------ Exercise data

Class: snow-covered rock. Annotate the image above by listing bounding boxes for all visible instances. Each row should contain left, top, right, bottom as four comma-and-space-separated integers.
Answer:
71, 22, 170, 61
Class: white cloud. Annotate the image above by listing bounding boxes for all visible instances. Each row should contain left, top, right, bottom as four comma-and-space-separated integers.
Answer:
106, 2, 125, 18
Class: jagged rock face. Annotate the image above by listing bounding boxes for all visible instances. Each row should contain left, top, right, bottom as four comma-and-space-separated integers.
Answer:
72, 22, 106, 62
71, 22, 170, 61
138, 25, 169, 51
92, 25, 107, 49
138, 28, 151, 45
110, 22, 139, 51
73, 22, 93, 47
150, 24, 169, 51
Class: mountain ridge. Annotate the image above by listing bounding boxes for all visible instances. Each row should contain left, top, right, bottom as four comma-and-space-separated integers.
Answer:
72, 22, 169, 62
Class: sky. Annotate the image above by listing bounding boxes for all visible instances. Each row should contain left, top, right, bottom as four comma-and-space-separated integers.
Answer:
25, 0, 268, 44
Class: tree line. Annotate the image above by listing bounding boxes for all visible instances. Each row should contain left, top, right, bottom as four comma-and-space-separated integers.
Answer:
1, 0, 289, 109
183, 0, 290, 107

------------

## [Brief]
Write out exactly those lines running from the line with "Class: tree line." to the end of the data above, the first and last included.

## [Solution]
Class: tree line. Annotate the image above by listing bounding boxes for all visible instances. Each row should contain left, top, right, bottom as four comma-and-space-separated integers.
Answer:
1, 0, 289, 109
183, 0, 290, 107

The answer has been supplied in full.